▸ Task requirements:
Start at the top and transcribe every record through the final line exactly.

---------- Records shown

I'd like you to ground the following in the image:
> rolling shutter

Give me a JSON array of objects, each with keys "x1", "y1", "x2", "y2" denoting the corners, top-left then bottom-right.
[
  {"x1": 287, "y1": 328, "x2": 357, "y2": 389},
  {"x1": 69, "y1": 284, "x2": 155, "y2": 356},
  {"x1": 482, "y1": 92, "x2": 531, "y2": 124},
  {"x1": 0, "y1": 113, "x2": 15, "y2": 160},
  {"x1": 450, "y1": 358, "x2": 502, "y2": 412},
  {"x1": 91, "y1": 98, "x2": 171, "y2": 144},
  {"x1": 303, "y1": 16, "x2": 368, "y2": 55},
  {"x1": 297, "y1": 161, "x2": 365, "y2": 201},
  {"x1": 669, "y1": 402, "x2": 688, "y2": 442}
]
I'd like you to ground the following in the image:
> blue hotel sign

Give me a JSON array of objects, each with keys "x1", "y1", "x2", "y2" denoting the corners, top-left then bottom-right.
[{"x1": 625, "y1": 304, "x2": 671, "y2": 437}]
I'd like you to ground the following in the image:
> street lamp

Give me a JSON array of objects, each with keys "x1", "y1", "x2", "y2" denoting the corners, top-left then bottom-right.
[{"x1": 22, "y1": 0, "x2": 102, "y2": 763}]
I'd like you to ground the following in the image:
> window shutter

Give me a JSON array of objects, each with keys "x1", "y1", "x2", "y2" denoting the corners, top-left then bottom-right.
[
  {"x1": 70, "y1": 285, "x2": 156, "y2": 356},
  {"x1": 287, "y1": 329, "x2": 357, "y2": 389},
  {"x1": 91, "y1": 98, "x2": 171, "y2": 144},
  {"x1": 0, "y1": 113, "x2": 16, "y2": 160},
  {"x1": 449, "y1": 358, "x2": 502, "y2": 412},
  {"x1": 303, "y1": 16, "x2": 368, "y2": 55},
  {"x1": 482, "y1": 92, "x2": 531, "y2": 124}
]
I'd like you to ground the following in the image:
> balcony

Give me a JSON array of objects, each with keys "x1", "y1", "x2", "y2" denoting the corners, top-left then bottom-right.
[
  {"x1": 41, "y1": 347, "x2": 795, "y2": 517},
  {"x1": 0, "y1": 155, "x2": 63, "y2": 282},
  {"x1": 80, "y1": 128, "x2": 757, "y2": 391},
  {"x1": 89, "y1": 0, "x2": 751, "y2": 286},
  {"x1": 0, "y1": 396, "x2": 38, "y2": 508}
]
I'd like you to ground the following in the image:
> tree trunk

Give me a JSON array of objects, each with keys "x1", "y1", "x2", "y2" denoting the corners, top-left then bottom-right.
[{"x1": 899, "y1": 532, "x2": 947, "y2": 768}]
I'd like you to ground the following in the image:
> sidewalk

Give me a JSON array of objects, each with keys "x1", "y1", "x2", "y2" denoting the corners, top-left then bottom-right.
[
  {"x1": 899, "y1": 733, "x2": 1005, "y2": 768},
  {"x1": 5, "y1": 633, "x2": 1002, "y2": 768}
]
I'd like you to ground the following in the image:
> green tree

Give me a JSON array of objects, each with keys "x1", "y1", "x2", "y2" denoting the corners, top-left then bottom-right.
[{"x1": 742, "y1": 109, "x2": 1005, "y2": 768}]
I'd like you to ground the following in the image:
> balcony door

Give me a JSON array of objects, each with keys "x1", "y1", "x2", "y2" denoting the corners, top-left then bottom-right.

--------------------

▸ Task response:
I'd like you to ground the following in the image:
> rolling shutter

Give me a JSON array of objects, each with keys "x1", "y1", "x2", "y2" denoting the corners, top-left then bottom-right.
[
  {"x1": 287, "y1": 328, "x2": 357, "y2": 389},
  {"x1": 69, "y1": 284, "x2": 155, "y2": 356},
  {"x1": 482, "y1": 92, "x2": 531, "y2": 124},
  {"x1": 0, "y1": 113, "x2": 15, "y2": 160},
  {"x1": 450, "y1": 358, "x2": 502, "y2": 412},
  {"x1": 91, "y1": 98, "x2": 171, "y2": 144},
  {"x1": 303, "y1": 16, "x2": 368, "y2": 55},
  {"x1": 297, "y1": 161, "x2": 365, "y2": 201},
  {"x1": 669, "y1": 402, "x2": 688, "y2": 442}
]
I'd like you to ground the following in the image:
> blue hotel sign

Give me a JSON array of objects, each with keys "x1", "y1", "x2", "y2" denoting the corners, top-left then bottom-right.
[{"x1": 625, "y1": 304, "x2": 671, "y2": 437}]
I'd like you to ground the following in the image:
> street lamp

Give me a JSON array of objects, each with keys "x1", "y1", "x2", "y2" denoting the corners, top-left then bottom-right.
[{"x1": 22, "y1": 0, "x2": 102, "y2": 763}]
I'd like you to ground the following in the image:
> window shutter

Give me a JSON array of objects, each with keys "x1", "y1", "x2", "y2" denoting the corners, top-left then bottom-right.
[
  {"x1": 70, "y1": 285, "x2": 156, "y2": 356},
  {"x1": 287, "y1": 329, "x2": 357, "y2": 389},
  {"x1": 91, "y1": 98, "x2": 171, "y2": 144},
  {"x1": 0, "y1": 113, "x2": 16, "y2": 160},
  {"x1": 449, "y1": 358, "x2": 502, "y2": 412},
  {"x1": 303, "y1": 16, "x2": 368, "y2": 55},
  {"x1": 482, "y1": 92, "x2": 531, "y2": 124}
]
I'd like you to ground the following in the image:
> balcony

Give me a JSON array of objects, each with keys "x1", "y1", "x2", "y2" denoting the corners, top-left then bottom-right.
[
  {"x1": 41, "y1": 347, "x2": 795, "y2": 517},
  {"x1": 0, "y1": 155, "x2": 63, "y2": 282},
  {"x1": 80, "y1": 128, "x2": 757, "y2": 391},
  {"x1": 89, "y1": 0, "x2": 751, "y2": 286},
  {"x1": 0, "y1": 396, "x2": 38, "y2": 508}
]
I'd like you to ground the following in the image:
> tree trunk

Give me a JSON array of objects, each with keys "x1", "y1", "x2", "y2" denoting the corners, top-left then bottom-right.
[{"x1": 899, "y1": 532, "x2": 947, "y2": 768}]
I'd like you to ground the following in the image:
> sidewalk

Give me a JSON array of objects, each with keys "x1", "y1", "x2", "y2" denoting the corners, top-left then bottom-right.
[
  {"x1": 899, "y1": 733, "x2": 1005, "y2": 768},
  {"x1": 5, "y1": 633, "x2": 1002, "y2": 768}
]
I'd like you to ground the following in the image:
> green tree

Give me a JSON array of objects, each with keys "x1", "y1", "x2", "y2" denoting the corners, top-left then bottom-right.
[{"x1": 742, "y1": 109, "x2": 1005, "y2": 768}]
I'd like you to ground the following in the image:
> balcony door

Give me a JSON array of objects, each with keys "x1", "y1", "x2", "y2" denoting the corners, top-left then bottom-right.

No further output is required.